■ **DATA FOR THIS EXERCISE**
## begin

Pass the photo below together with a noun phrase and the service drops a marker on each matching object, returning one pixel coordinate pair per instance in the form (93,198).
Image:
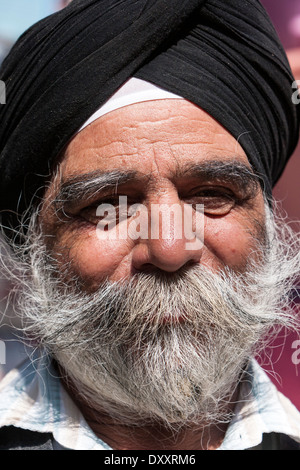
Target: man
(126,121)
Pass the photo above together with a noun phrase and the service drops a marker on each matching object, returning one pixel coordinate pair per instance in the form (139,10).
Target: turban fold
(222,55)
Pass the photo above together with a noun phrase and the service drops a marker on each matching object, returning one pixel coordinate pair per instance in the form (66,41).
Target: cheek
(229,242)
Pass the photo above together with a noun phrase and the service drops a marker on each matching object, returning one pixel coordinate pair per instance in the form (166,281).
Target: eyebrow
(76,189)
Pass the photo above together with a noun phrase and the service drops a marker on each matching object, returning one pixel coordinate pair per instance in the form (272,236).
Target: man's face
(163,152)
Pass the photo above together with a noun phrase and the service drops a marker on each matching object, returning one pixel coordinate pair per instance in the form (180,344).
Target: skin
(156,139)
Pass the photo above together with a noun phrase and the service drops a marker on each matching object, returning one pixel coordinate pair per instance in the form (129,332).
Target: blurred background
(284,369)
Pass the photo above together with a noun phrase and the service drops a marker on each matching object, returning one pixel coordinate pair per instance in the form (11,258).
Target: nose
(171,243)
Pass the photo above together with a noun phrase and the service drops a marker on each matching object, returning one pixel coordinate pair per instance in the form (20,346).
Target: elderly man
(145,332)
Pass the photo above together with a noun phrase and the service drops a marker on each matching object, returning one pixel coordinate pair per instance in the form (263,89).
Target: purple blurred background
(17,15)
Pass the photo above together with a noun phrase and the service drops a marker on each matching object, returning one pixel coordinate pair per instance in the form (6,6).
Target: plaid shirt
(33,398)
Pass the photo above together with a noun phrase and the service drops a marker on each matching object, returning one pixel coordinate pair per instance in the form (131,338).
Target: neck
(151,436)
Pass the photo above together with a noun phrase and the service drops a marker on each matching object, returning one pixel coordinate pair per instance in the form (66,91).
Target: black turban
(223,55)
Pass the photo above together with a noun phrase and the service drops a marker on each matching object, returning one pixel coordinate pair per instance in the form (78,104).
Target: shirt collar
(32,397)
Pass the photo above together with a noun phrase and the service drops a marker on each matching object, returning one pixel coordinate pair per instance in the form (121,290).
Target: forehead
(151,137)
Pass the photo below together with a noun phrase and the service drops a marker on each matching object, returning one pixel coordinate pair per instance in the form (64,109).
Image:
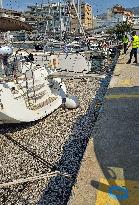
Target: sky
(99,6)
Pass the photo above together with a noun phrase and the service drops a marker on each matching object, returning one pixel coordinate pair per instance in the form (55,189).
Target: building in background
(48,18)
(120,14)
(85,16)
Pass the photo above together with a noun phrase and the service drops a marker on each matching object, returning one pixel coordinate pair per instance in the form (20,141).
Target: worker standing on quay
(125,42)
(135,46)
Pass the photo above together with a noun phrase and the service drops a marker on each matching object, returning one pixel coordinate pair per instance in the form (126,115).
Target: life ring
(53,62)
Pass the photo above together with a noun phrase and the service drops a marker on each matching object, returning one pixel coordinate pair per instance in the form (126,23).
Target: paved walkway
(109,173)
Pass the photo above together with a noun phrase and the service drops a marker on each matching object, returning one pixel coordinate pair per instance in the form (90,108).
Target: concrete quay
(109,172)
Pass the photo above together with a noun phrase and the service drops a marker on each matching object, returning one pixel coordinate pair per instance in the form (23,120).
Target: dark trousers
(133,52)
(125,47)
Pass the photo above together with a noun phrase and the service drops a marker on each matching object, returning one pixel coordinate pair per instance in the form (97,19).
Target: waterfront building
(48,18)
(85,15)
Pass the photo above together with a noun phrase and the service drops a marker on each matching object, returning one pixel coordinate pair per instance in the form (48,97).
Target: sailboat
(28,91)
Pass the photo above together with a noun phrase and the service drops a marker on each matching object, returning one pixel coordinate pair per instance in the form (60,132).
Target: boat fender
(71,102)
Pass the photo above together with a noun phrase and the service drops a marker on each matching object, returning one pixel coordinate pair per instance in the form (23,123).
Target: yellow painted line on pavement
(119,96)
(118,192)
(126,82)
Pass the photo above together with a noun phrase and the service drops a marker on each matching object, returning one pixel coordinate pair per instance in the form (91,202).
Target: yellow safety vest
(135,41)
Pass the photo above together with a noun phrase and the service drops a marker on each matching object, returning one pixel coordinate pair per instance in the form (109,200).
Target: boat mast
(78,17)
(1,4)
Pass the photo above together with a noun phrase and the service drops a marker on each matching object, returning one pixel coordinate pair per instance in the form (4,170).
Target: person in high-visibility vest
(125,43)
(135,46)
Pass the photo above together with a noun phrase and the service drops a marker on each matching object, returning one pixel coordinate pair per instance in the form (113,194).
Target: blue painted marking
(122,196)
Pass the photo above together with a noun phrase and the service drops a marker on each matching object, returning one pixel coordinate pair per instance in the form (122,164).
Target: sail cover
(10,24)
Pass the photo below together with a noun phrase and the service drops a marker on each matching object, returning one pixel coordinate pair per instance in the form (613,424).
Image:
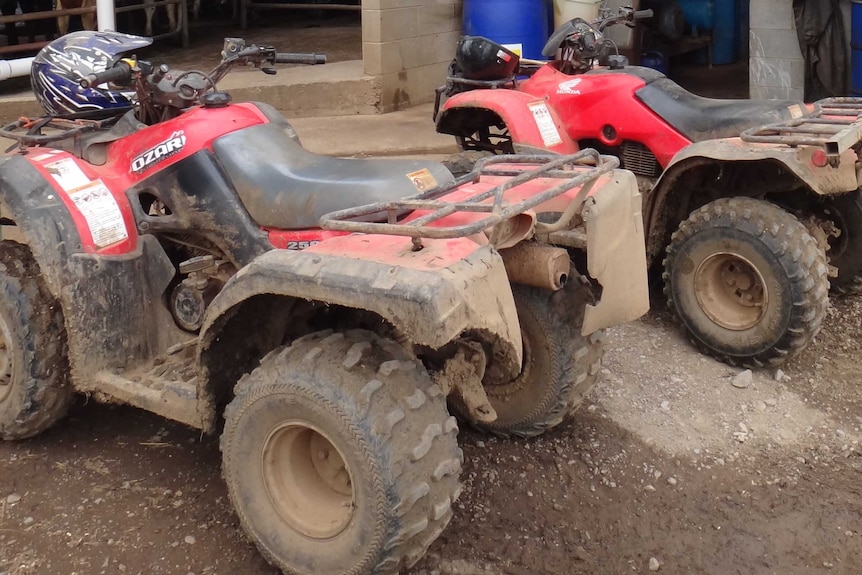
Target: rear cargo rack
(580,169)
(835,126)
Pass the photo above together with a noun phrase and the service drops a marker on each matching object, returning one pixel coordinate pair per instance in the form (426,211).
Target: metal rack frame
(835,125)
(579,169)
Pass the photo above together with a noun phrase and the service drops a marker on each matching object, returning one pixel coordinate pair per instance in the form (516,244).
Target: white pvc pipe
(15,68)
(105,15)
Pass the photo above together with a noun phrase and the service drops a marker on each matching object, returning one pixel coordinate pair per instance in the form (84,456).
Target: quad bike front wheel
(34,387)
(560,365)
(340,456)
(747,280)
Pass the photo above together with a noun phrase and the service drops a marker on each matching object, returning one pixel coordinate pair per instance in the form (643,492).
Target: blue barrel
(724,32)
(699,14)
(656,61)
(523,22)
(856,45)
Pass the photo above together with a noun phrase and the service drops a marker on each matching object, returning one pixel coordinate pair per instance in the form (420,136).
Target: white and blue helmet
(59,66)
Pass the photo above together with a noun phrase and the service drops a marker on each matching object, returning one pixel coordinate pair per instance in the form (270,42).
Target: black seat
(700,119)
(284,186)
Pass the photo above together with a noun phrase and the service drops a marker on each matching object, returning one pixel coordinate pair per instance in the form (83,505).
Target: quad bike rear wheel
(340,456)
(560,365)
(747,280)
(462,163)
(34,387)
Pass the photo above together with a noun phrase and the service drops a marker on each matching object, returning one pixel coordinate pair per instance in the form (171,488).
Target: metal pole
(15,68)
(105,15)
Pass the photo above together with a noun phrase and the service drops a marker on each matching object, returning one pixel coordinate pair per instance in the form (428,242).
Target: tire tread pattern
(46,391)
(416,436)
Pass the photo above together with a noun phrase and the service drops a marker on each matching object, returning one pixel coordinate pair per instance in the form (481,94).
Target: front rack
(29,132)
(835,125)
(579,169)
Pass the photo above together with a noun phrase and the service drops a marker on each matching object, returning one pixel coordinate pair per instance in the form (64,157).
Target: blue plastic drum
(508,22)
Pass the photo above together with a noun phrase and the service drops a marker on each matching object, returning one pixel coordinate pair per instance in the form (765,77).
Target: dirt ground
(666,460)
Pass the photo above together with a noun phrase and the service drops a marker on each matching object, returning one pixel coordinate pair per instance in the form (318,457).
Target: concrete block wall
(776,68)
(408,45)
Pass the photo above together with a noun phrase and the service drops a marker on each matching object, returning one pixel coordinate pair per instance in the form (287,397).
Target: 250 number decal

## end

■ **WHAT YOU ARE ASKED TO DO**
From the line containing "the form (318,457)." down to the final line of the data, write out every line exactly; both the first and last of these belong in your answer, and nothing else does.

■ **SOLUTION TO THIS PROBLEM**
Pass the photo above together with a noun phrase and the service drops a marker on each matching object, returning one pixel coordinate pair per instance in the form (318,457).
Target: concrete block wall
(776,68)
(408,45)
Pass the photo above together with a noun phrase and the service drops a marker on each matching object, returning one pixel coordinate pair per instance in the form (287,397).
Target: 250 number decal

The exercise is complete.